FileCurator

.NET Publish

FileCurator is a library used to simplify file access and management on your system. It aims to make accessing a local file as simple as accessing a URL or 3rd party system like Dropbox.

Basic Usage

The system relies on your app's ServiceCollection in order to wire itself up correctly. In order to use the system you need to add the following line to your application's startup code:

services.RegisterFileCurator();

Or if you're using Canister:

services.AddCanisterModules();

This line is required prior to using the extension methods, FileInfo, and DirectoryInfo classes for the first time. Once it is set up, you can call the classes provided:

var MyFile = new FileInfo("~/MyFile.txt");
MyFile = new FileInfo("./MyFile.txt");
MyFile = new FileInfo("MyFile.txt");
MyFile = new FileInfo("http://www.google.com");
MyFile = new FileInfo("resource://MyDLL/MyDLL.Resources.MyFile.txt");

The FileInfo and DirectoryInfo classes take a string for the file path as well as a user name, password, and domain, assuming the file system you are trying to reach requires it. It translates ~ and . to be the local base directory. From there you will have access to the file's contents and information. Similarly you can pass in web addresses or the location of embedded resource files and will be able to read them accordingly.

* [Goals]
**a)** Output the passage of the FileCurator description from "services.AddCanisterModules();" up to and including "read them accordingly.".
**b)** According to the FileCurator description, what do the FileInfo and DirectoryInfo classes translate ~ and . to?
**c)** State whether each statement agrees with the FileCurator description, answering yes or no and quoting the words that decide it: (i) FileCurator relies on the application's ServiceCollection to wire itself up. (ii) The registration line can be added after the FileInfo class is first used. (iii) The FileInfo and DirectoryInfo classes can take a user name, password, and domain.
The data that comes next has no connection to the FileCurator description.

* [Given material]

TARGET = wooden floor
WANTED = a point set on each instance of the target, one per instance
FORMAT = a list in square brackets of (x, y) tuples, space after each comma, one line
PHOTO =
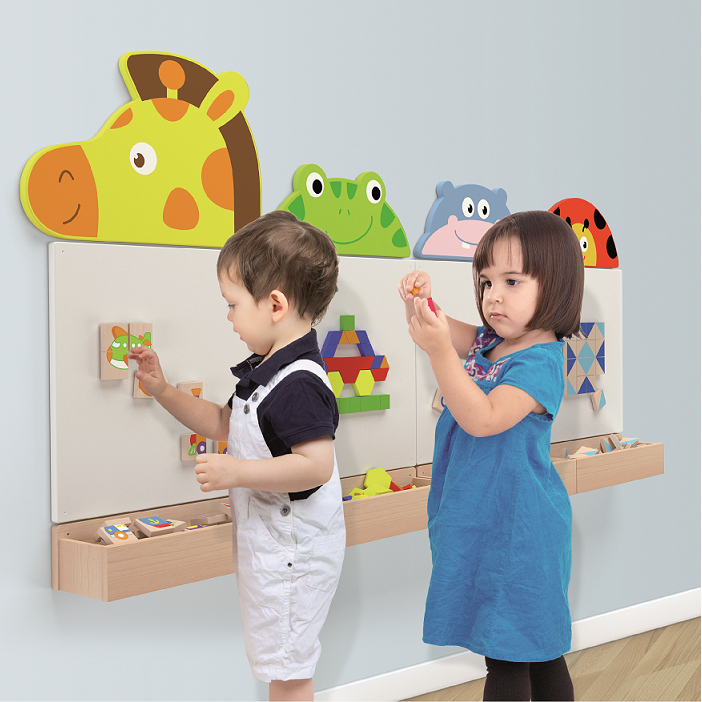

* [Worked answers]
**a)**
services.AddCanisterModules();

This line is required prior to using the extension methods, FileInfo, and DirectoryInfo classes for the first time. Once it is set up, you can call the classes provided:

var MyFile = new FileInfo("~/MyFile.txt");
MyFile = new FileInfo("./MyFile.txt");
MyFile = new FileInfo("MyFile.txt");
MyFile = new FileInfo("http://www.google.com");
MyFile = new FileInfo("resource://MyDLL/MyDLL.Resources.MyFile.txt");

The FileInfo and DirectoryInfo classes take a string for the file path as well as a user name, password, and domain, assuming the file system you are trying to reach requires it. It translates ~ and . to be the local base directory. From there you will have access to the file's contents and information. Similarly you can pass in web addresses or the location of embedded resource files and will be able to read them accordingly.

**b)** The local base directory.

**c)**
(i) Yes: "The system relies on your app's ServiceCollection in order to wire itself up correctly."
(ii) No: "This line is required prior to using the extension methods, FileInfo, and DirectoryInfo classes for the first time."
(iii) Yes: "The FileInfo and DirectoryInfo classes take a string for the file path as well as a user name, password, and domain"